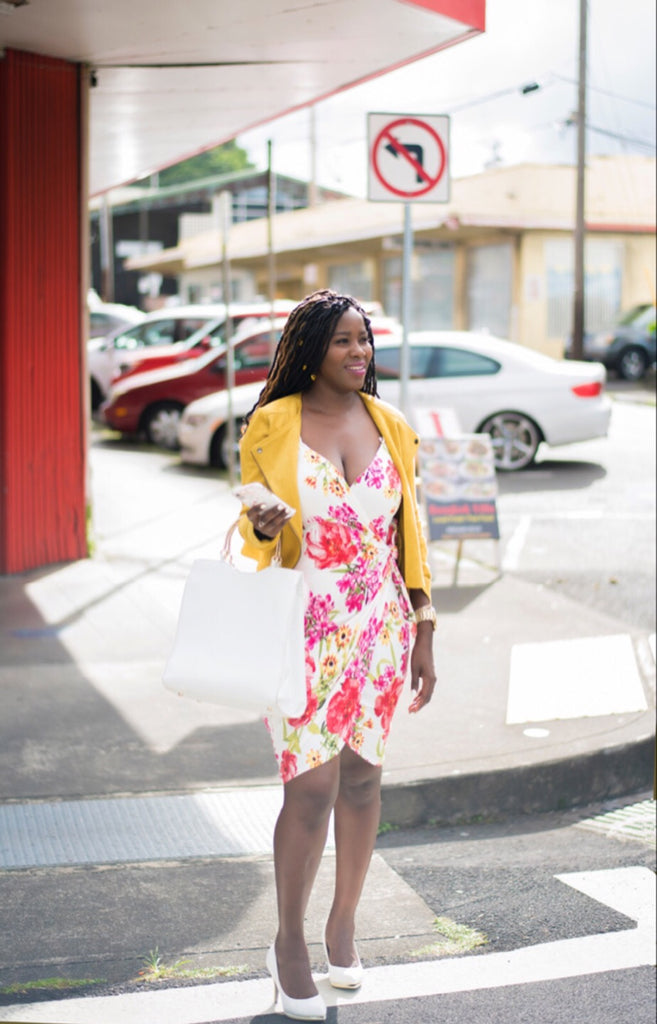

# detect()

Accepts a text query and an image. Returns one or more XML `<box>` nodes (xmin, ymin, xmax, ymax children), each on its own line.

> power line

<box><xmin>550</xmin><ymin>72</ymin><xmax>655</xmax><ymax>111</ymax></box>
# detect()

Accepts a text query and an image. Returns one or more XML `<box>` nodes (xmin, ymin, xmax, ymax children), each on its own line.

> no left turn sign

<box><xmin>367</xmin><ymin>114</ymin><xmax>449</xmax><ymax>203</ymax></box>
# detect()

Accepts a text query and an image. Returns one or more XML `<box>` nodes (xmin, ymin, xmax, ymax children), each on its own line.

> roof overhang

<box><xmin>0</xmin><ymin>0</ymin><xmax>485</xmax><ymax>195</ymax></box>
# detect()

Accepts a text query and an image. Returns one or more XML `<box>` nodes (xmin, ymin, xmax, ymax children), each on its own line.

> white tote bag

<box><xmin>163</xmin><ymin>522</ymin><xmax>306</xmax><ymax>718</ymax></box>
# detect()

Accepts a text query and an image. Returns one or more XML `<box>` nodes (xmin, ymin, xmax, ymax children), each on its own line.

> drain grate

<box><xmin>0</xmin><ymin>786</ymin><xmax>327</xmax><ymax>868</ymax></box>
<box><xmin>577</xmin><ymin>800</ymin><xmax>657</xmax><ymax>847</ymax></box>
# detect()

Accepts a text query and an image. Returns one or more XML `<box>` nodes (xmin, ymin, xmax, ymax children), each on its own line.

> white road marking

<box><xmin>507</xmin><ymin>634</ymin><xmax>648</xmax><ymax>725</ymax></box>
<box><xmin>0</xmin><ymin>867</ymin><xmax>655</xmax><ymax>1024</ymax></box>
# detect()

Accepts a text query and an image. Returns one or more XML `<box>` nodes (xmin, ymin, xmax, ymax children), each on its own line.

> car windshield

<box><xmin>376</xmin><ymin>345</ymin><xmax>499</xmax><ymax>380</ymax></box>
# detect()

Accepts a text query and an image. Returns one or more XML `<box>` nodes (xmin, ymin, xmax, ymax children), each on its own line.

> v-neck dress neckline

<box><xmin>300</xmin><ymin>435</ymin><xmax>384</xmax><ymax>490</ymax></box>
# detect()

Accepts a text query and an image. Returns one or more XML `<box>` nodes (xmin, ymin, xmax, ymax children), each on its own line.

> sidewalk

<box><xmin>0</xmin><ymin>434</ymin><xmax>654</xmax><ymax>824</ymax></box>
<box><xmin>0</xmin><ymin>428</ymin><xmax>654</xmax><ymax>1011</ymax></box>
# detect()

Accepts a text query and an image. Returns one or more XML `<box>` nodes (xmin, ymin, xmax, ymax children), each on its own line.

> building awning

<box><xmin>0</xmin><ymin>0</ymin><xmax>486</xmax><ymax>195</ymax></box>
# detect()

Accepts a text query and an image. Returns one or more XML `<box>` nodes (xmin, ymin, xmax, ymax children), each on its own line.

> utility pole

<box><xmin>218</xmin><ymin>191</ymin><xmax>236</xmax><ymax>487</ymax></box>
<box><xmin>98</xmin><ymin>193</ymin><xmax>114</xmax><ymax>302</ymax></box>
<box><xmin>570</xmin><ymin>0</ymin><xmax>586</xmax><ymax>359</ymax></box>
<box><xmin>308</xmin><ymin>103</ymin><xmax>317</xmax><ymax>209</ymax></box>
<box><xmin>267</xmin><ymin>139</ymin><xmax>276</xmax><ymax>362</ymax></box>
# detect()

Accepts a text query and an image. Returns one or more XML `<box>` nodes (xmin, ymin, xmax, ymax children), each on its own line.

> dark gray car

<box><xmin>568</xmin><ymin>303</ymin><xmax>656</xmax><ymax>381</ymax></box>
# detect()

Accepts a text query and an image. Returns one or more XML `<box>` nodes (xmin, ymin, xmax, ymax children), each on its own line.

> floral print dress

<box><xmin>267</xmin><ymin>439</ymin><xmax>415</xmax><ymax>782</ymax></box>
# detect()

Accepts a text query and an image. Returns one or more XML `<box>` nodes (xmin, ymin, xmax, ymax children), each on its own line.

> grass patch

<box><xmin>135</xmin><ymin>946</ymin><xmax>249</xmax><ymax>982</ymax></box>
<box><xmin>0</xmin><ymin>978</ymin><xmax>105</xmax><ymax>995</ymax></box>
<box><xmin>410</xmin><ymin>918</ymin><xmax>488</xmax><ymax>956</ymax></box>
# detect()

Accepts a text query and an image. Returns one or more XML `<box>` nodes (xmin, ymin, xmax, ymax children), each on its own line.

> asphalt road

<box><xmin>0</xmin><ymin>794</ymin><xmax>655</xmax><ymax>1024</ymax></box>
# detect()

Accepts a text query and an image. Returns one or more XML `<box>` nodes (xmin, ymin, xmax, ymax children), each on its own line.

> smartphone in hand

<box><xmin>232</xmin><ymin>483</ymin><xmax>295</xmax><ymax>518</ymax></box>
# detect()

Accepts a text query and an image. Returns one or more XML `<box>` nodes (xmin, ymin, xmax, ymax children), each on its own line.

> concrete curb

<box><xmin>381</xmin><ymin>735</ymin><xmax>655</xmax><ymax>827</ymax></box>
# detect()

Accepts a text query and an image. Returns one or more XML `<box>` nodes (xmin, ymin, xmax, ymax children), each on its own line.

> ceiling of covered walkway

<box><xmin>0</xmin><ymin>0</ymin><xmax>485</xmax><ymax>195</ymax></box>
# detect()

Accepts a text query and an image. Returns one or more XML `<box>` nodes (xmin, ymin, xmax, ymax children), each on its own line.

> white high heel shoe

<box><xmin>265</xmin><ymin>944</ymin><xmax>326</xmax><ymax>1021</ymax></box>
<box><xmin>323</xmin><ymin>932</ymin><xmax>363</xmax><ymax>988</ymax></box>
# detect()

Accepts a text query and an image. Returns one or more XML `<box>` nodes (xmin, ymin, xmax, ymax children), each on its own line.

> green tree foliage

<box><xmin>155</xmin><ymin>139</ymin><xmax>254</xmax><ymax>186</ymax></box>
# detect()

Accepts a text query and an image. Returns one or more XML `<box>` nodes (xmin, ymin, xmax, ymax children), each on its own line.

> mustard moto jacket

<box><xmin>239</xmin><ymin>392</ymin><xmax>431</xmax><ymax>600</ymax></box>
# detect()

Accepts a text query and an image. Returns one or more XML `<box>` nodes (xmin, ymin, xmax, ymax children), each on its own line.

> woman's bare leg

<box><xmin>326</xmin><ymin>746</ymin><xmax>381</xmax><ymax>967</ymax></box>
<box><xmin>274</xmin><ymin>757</ymin><xmax>340</xmax><ymax>999</ymax></box>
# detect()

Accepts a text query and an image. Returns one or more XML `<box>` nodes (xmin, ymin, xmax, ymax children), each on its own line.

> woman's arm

<box><xmin>408</xmin><ymin>590</ymin><xmax>436</xmax><ymax>714</ymax></box>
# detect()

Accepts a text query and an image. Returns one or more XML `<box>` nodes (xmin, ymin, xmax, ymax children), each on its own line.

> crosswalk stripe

<box><xmin>0</xmin><ymin>867</ymin><xmax>655</xmax><ymax>1024</ymax></box>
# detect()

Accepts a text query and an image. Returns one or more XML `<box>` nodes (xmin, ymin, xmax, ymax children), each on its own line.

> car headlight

<box><xmin>595</xmin><ymin>334</ymin><xmax>615</xmax><ymax>348</ymax></box>
<box><xmin>182</xmin><ymin>413</ymin><xmax>210</xmax><ymax>427</ymax></box>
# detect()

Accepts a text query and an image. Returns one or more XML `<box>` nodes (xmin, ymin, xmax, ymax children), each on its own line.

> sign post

<box><xmin>367</xmin><ymin>114</ymin><xmax>449</xmax><ymax>416</ymax></box>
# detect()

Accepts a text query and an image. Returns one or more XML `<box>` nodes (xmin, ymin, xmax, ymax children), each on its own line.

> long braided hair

<box><xmin>245</xmin><ymin>289</ymin><xmax>378</xmax><ymax>425</ymax></box>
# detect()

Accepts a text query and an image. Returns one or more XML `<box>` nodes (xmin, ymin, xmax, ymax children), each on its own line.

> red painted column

<box><xmin>0</xmin><ymin>50</ymin><xmax>87</xmax><ymax>573</ymax></box>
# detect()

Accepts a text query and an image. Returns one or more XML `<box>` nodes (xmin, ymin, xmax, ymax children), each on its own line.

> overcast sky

<box><xmin>238</xmin><ymin>0</ymin><xmax>657</xmax><ymax>196</ymax></box>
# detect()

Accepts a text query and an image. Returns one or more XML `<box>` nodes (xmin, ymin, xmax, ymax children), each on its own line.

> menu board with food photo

<box><xmin>418</xmin><ymin>434</ymin><xmax>499</xmax><ymax>541</ymax></box>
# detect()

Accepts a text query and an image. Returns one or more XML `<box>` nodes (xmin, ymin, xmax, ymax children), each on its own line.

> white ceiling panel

<box><xmin>0</xmin><ymin>0</ymin><xmax>485</xmax><ymax>195</ymax></box>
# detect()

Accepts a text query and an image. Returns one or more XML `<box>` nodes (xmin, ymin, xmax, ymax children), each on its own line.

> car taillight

<box><xmin>571</xmin><ymin>381</ymin><xmax>602</xmax><ymax>398</ymax></box>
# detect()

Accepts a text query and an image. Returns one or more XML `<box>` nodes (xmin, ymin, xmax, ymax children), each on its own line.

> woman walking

<box><xmin>239</xmin><ymin>291</ymin><xmax>436</xmax><ymax>1020</ymax></box>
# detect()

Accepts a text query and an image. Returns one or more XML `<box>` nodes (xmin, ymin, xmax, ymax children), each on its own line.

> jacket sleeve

<box><xmin>234</xmin><ymin>412</ymin><xmax>277</xmax><ymax>569</ymax></box>
<box><xmin>405</xmin><ymin>428</ymin><xmax>431</xmax><ymax>601</ymax></box>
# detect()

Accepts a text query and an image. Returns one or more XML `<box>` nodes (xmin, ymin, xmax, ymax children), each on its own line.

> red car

<box><xmin>100</xmin><ymin>317</ymin><xmax>286</xmax><ymax>449</ymax></box>
<box><xmin>100</xmin><ymin>316</ymin><xmax>399</xmax><ymax>450</ymax></box>
<box><xmin>113</xmin><ymin>299</ymin><xmax>296</xmax><ymax>383</ymax></box>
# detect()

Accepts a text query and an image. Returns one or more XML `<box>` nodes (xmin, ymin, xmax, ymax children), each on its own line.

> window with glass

<box><xmin>467</xmin><ymin>242</ymin><xmax>513</xmax><ymax>338</ymax></box>
<box><xmin>543</xmin><ymin>239</ymin><xmax>623</xmax><ymax>339</ymax></box>
<box><xmin>329</xmin><ymin>260</ymin><xmax>374</xmax><ymax>302</ymax></box>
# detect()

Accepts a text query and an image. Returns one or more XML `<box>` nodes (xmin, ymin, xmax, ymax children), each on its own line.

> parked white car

<box><xmin>178</xmin><ymin>331</ymin><xmax>611</xmax><ymax>471</ymax></box>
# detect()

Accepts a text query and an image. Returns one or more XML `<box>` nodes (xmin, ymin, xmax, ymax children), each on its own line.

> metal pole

<box><xmin>98</xmin><ymin>193</ymin><xmax>114</xmax><ymax>302</ymax></box>
<box><xmin>399</xmin><ymin>203</ymin><xmax>412</xmax><ymax>416</ymax></box>
<box><xmin>220</xmin><ymin>191</ymin><xmax>235</xmax><ymax>487</ymax></box>
<box><xmin>308</xmin><ymin>103</ymin><xmax>317</xmax><ymax>208</ymax></box>
<box><xmin>571</xmin><ymin>0</ymin><xmax>586</xmax><ymax>359</ymax></box>
<box><xmin>267</xmin><ymin>139</ymin><xmax>276</xmax><ymax>362</ymax></box>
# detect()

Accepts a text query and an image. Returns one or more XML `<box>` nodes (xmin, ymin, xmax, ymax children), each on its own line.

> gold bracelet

<box><xmin>415</xmin><ymin>604</ymin><xmax>437</xmax><ymax>630</ymax></box>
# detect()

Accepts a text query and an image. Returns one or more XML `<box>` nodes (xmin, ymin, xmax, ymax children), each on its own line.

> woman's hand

<box><xmin>247</xmin><ymin>505</ymin><xmax>291</xmax><ymax>541</ymax></box>
<box><xmin>408</xmin><ymin>623</ymin><xmax>436</xmax><ymax>715</ymax></box>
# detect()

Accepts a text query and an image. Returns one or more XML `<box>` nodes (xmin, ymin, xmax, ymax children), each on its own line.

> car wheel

<box><xmin>210</xmin><ymin>420</ymin><xmax>242</xmax><ymax>469</ymax></box>
<box><xmin>142</xmin><ymin>401</ymin><xmax>182</xmax><ymax>452</ymax></box>
<box><xmin>616</xmin><ymin>348</ymin><xmax>648</xmax><ymax>381</ymax></box>
<box><xmin>477</xmin><ymin>413</ymin><xmax>542</xmax><ymax>473</ymax></box>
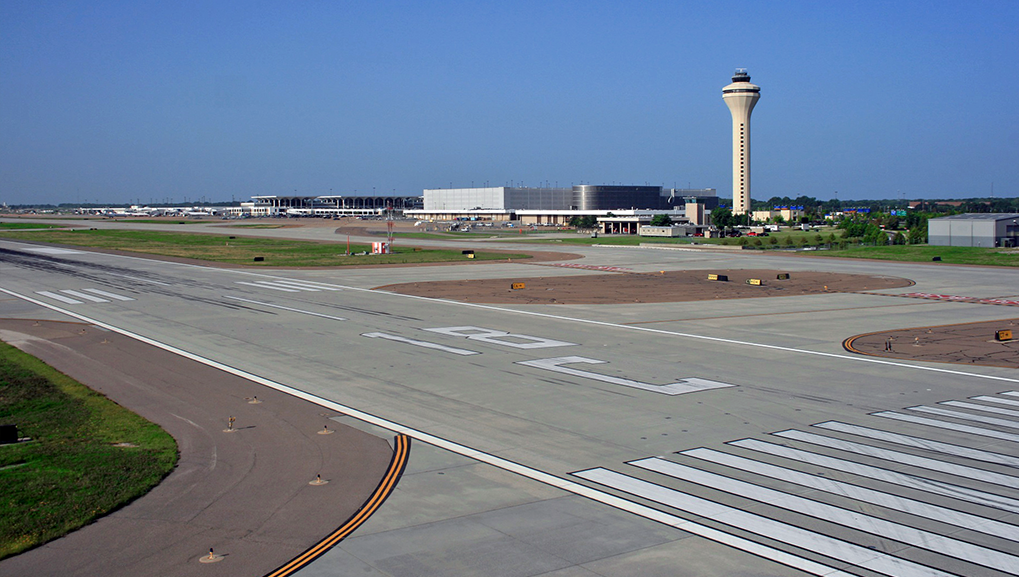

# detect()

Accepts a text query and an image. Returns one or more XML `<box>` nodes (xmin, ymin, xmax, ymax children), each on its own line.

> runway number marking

<box><xmin>517</xmin><ymin>357</ymin><xmax>735</xmax><ymax>395</ymax></box>
<box><xmin>424</xmin><ymin>326</ymin><xmax>577</xmax><ymax>349</ymax></box>
<box><xmin>361</xmin><ymin>326</ymin><xmax>735</xmax><ymax>395</ymax></box>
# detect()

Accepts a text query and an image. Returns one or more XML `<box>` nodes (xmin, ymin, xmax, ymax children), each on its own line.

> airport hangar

<box><xmin>927</xmin><ymin>213</ymin><xmax>1019</xmax><ymax>247</ymax></box>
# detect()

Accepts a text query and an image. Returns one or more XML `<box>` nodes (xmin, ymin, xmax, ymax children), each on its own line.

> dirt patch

<box><xmin>843</xmin><ymin>318</ymin><xmax>1019</xmax><ymax>369</ymax></box>
<box><xmin>376</xmin><ymin>269</ymin><xmax>913</xmax><ymax>305</ymax></box>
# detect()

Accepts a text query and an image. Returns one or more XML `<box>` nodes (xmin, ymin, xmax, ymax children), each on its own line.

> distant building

<box><xmin>252</xmin><ymin>195</ymin><xmax>421</xmax><ymax>216</ymax></box>
<box><xmin>404</xmin><ymin>185</ymin><xmax>701</xmax><ymax>224</ymax></box>
<box><xmin>753</xmin><ymin>206</ymin><xmax>804</xmax><ymax>223</ymax></box>
<box><xmin>927</xmin><ymin>213</ymin><xmax>1019</xmax><ymax>248</ymax></box>
<box><xmin>424</xmin><ymin>187</ymin><xmax>574</xmax><ymax>212</ymax></box>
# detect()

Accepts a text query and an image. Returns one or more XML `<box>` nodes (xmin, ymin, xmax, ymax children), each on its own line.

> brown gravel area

<box><xmin>843</xmin><ymin>318</ymin><xmax>1019</xmax><ymax>369</ymax></box>
<box><xmin>376</xmin><ymin>269</ymin><xmax>913</xmax><ymax>305</ymax></box>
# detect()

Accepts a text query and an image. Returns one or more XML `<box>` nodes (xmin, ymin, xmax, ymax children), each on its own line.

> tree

<box><xmin>711</xmin><ymin>206</ymin><xmax>737</xmax><ymax>228</ymax></box>
<box><xmin>906</xmin><ymin>225</ymin><xmax>927</xmax><ymax>245</ymax></box>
== == ==
* **Task requirements**
How many lines in the listing above contain the string "with"? Case counts, so match capital and lowercase letters exactly, and give only the number.

* **Solution**
2